▶ _Supplied records_
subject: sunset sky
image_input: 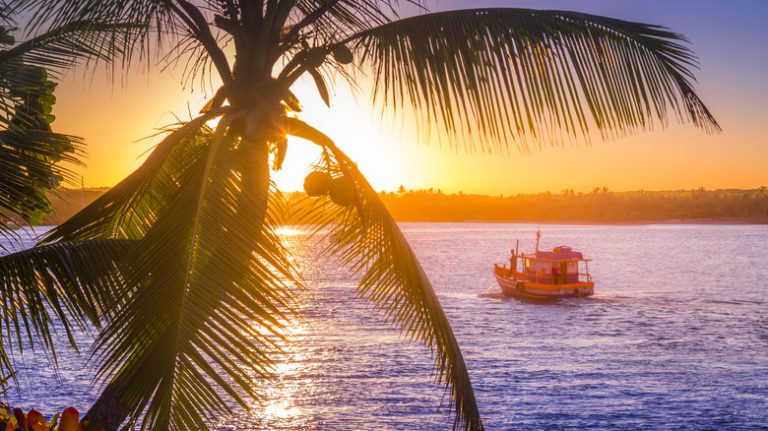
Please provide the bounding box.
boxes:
[54,0,768,195]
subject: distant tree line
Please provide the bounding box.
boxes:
[16,187,768,225]
[381,187,768,223]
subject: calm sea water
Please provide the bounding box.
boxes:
[1,223,768,431]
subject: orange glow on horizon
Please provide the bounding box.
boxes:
[54,43,768,195]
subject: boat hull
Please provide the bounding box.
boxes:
[494,274,595,299]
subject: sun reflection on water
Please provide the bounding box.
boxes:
[275,226,307,236]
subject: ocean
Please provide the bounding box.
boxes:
[3,223,768,431]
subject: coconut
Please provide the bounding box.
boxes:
[329,177,355,207]
[304,171,333,196]
[304,48,327,69]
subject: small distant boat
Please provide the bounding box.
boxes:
[493,232,595,299]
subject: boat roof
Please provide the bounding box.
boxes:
[521,246,592,262]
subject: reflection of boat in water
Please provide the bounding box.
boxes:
[493,232,595,299]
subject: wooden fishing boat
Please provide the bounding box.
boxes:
[493,232,595,299]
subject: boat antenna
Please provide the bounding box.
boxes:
[536,230,541,253]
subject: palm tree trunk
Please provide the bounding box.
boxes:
[83,139,270,431]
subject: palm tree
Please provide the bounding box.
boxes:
[0,4,127,235]
[0,0,718,430]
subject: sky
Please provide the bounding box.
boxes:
[49,0,768,195]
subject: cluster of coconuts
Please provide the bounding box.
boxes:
[304,171,355,207]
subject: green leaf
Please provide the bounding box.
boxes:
[286,119,483,430]
[0,240,135,380]
[83,117,296,430]
[342,8,719,151]
[309,69,331,108]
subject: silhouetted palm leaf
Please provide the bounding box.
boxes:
[344,8,719,151]
[0,13,136,234]
[84,118,296,430]
[286,119,482,430]
[41,111,224,243]
[0,240,133,382]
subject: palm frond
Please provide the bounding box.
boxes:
[0,130,82,231]
[7,0,170,64]
[343,8,719,151]
[286,119,483,430]
[0,240,134,380]
[82,117,296,430]
[0,20,135,71]
[42,110,226,243]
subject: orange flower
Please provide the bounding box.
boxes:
[59,407,80,431]
[13,407,29,431]
[27,409,48,431]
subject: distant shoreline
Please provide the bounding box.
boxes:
[34,187,768,226]
[438,219,768,226]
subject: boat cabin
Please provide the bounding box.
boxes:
[510,246,591,284]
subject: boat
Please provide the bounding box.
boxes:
[493,232,595,299]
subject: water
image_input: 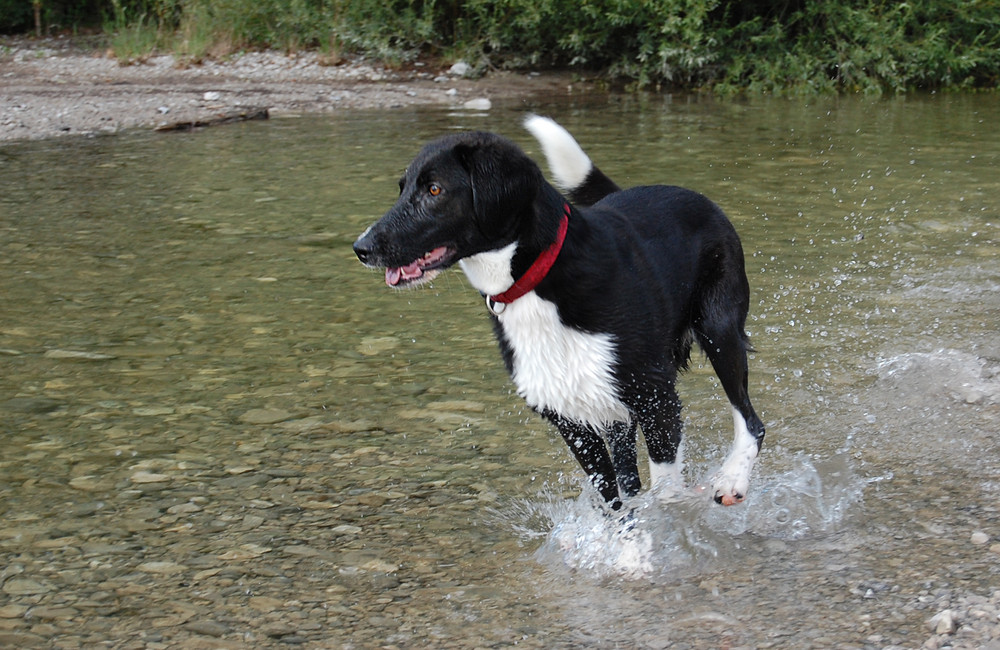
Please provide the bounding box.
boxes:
[0,96,1000,648]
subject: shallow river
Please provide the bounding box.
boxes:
[0,95,1000,648]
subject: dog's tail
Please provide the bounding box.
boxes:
[524,115,621,206]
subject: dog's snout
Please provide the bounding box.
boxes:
[354,228,375,264]
[354,239,372,264]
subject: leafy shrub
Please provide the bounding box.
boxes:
[0,0,1000,93]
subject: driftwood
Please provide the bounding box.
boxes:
[156,108,268,131]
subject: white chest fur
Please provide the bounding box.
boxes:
[460,244,629,428]
[498,292,628,428]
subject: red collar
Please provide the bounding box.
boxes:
[486,203,570,314]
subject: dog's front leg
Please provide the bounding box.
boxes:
[608,420,642,497]
[543,411,622,510]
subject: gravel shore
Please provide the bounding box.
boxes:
[0,38,573,141]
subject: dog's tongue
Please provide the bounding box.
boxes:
[385,262,424,287]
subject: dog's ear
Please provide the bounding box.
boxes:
[454,134,541,237]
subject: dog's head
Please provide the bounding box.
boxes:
[354,132,543,287]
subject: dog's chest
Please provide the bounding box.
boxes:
[498,292,628,427]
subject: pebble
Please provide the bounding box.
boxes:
[184,621,229,637]
[3,578,52,596]
[448,61,472,77]
[240,408,293,424]
[462,97,493,111]
[42,350,115,361]
[927,609,958,634]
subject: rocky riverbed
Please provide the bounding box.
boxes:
[0,39,581,141]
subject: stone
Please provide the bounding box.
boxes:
[43,350,115,361]
[3,578,52,596]
[136,561,187,574]
[129,470,170,483]
[240,409,293,424]
[462,97,493,111]
[927,609,958,634]
[184,620,229,637]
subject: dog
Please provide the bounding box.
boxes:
[354,115,764,510]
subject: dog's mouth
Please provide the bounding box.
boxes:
[385,246,455,287]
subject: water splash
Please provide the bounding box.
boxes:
[494,455,866,580]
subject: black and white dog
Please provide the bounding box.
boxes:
[354,115,764,509]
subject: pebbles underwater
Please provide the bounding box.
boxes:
[0,97,1000,649]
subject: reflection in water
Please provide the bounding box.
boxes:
[0,96,1000,648]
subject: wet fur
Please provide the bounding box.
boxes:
[354,117,764,508]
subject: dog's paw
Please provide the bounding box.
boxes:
[712,457,753,506]
[649,461,685,503]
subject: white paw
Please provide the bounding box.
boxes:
[712,454,754,506]
[649,459,684,503]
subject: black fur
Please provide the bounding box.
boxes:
[354,133,764,508]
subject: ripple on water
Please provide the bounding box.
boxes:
[494,455,867,581]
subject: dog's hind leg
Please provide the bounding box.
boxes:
[542,411,622,510]
[607,421,642,497]
[695,319,764,506]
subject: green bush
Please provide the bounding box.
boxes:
[0,0,1000,93]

▶ _Prompt_
Copy out all of the material above word for word, leaving out the pictures.

▶ _Full solution_
subject: sunset sky
image_input: 
Please provide the bounding box.
boxes:
[54,0,768,195]
subject: distant tree line
Please provide the bounding box.
boxes:
[16,187,768,225]
[381,187,768,223]
subject: calm sea water
Please provide the bounding box.
boxes:
[1,223,768,431]
subject: orange glow on horizon
Please provide the bounding box.
boxes:
[54,43,768,195]
subject: boat hull
Please provide the bounding box.
boxes:
[494,274,595,299]
subject: sun reflection on water
Please provide the bounding box.
boxes:
[275,226,307,236]
subject: ocean
Please provide the bounding box.
boxes:
[3,223,768,431]
subject: coconut
Please provide the bounding box.
boxes:
[329,177,355,207]
[304,171,333,196]
[304,48,327,69]
subject: small distant boat
Please provide the bounding box.
boxes:
[493,232,595,299]
subject: boat roof
Please provide the bounding box.
boxes:
[521,246,592,262]
subject: reflection of boat in water
Please provide the bounding box.
boxes:
[493,232,595,299]
subject: wooden fishing boat
Please provide the bounding box.
boxes:
[493,232,595,299]
subject: boat antenna
Please provide the bounding box.
boxes:
[536,230,541,253]
subject: palm tree trunk
Please provide the bounding box.
boxes:
[83,139,270,431]
subject: palm tree
Please provide the bounding box.
boxes:
[0,4,127,235]
[0,0,718,430]
subject: sky
Please provide the bounding box.
boxes:
[49,0,768,195]
subject: cluster of coconuts
Please provide the bounding box.
boxes:
[304,171,355,207]
subject: green leaf
Please provide the bounding box.
boxes:
[286,119,483,430]
[0,240,135,380]
[83,117,296,430]
[342,8,719,151]
[309,69,331,108]
subject: silhouetted palm leaf
Please provide the bounding box.
boxes:
[344,8,719,151]
[0,13,136,234]
[84,118,296,430]
[286,119,482,430]
[41,111,224,243]
[0,240,133,382]
subject: palm frond
Please provide the bounding box.
boxes:
[0,130,82,231]
[7,0,170,64]
[343,8,719,151]
[286,119,483,430]
[0,240,134,380]
[82,117,296,430]
[0,20,135,71]
[42,110,226,243]
subject: orange flower
Please provide the bounding box.
boxes:
[59,407,80,431]
[13,407,29,431]
[27,409,48,431]
subject: distant shoreline
Please provide the bounding box.
boxes:
[34,187,768,226]
[438,219,768,226]
subject: boat cabin
Please provide the bounding box.
boxes:
[510,246,591,284]
subject: boat
Please provide the bounding box.
boxes:
[493,232,595,299]
subject: water
image_input: 
Please provide the bounding box.
boxes:
[0,96,1000,648]
subject: shallow river
Please provide the bounding box.
boxes:
[0,95,1000,648]
subject: dog's tail
Please provide the bounding box.
boxes:
[524,115,621,206]
subject: dog's snout
Please provide the bounding box.
boxes:
[354,228,375,264]
[354,239,372,264]
subject: leafy shrub
Please provide the bounding box.
boxes:
[0,0,1000,93]
subject: driftwood
Please provide the bounding box.
boxes:
[156,108,268,131]
subject: white chest fur
Please provide the bounding box.
boxes:
[460,244,629,428]
[498,292,628,428]
subject: red collar
Please provide the bounding box.
boxes:
[486,203,570,314]
subject: dog's front leg
Please provide the bounding box.
boxes:
[608,420,642,497]
[543,411,622,510]
subject: gravel shore
Please provide the bounding box.
boxes:
[0,38,573,141]
subject: dog's tongue
Please provide the bounding box.
boxes:
[385,262,424,287]
subject: dog's ear
Please provide the bounding box.
boxes:
[454,134,541,237]
subject: dog's head
Please provide the bounding box.
boxes:
[354,132,543,287]
subject: dog's chest
Please provide the bounding box.
boxes:
[498,292,628,427]
subject: pebble
Please provide the bounding box.
boxes:
[184,621,229,637]
[3,578,52,596]
[448,61,472,77]
[240,408,293,424]
[462,97,493,111]
[42,350,115,361]
[927,609,958,634]
subject: rocky riverbed
Please provide the bounding box.
boxes:
[0,39,581,141]
subject: stone
Please provide the bounding box.
boxes:
[43,350,115,361]
[3,578,52,596]
[136,561,187,574]
[129,470,170,483]
[240,409,293,424]
[462,97,493,111]
[927,609,958,634]
[184,620,229,637]
subject: dog
Please provide the bounding box.
boxes:
[354,115,764,510]
subject: dog's mouth
Please provide the bounding box.
boxes:
[385,246,455,287]
subject: water splash
Please provide the bounding box.
boxes:
[494,455,866,580]
subject: black and white dog
Please provide the bounding box.
boxes:
[354,115,764,509]
subject: pebbles underwater
Please provide the bounding box.
boxes:
[0,97,1000,649]
subject: reflection in water
Please provide the bounding box.
boxes:
[0,96,1000,648]
subject: wet fur
Please provide the bounding box.
boxes:
[354,117,764,508]
subject: dog's paw
Please provide the bounding box.
boxes:
[712,457,753,506]
[649,461,685,503]
subject: white paw
Please provide the bounding box.
boxes:
[712,454,754,506]
[649,459,684,503]
subject: black fur
Please provide the bounding box.
boxes:
[354,133,764,508]
subject: ripple on water
Please provide the bounding box.
boxes:
[494,455,867,581]
subject: dog's hind leg
Please provide the bounding box.
boxes:
[542,411,622,510]
[607,421,642,497]
[695,319,764,506]
subject: green bush
Please provide the bounding box.
boxes:
[0,0,1000,93]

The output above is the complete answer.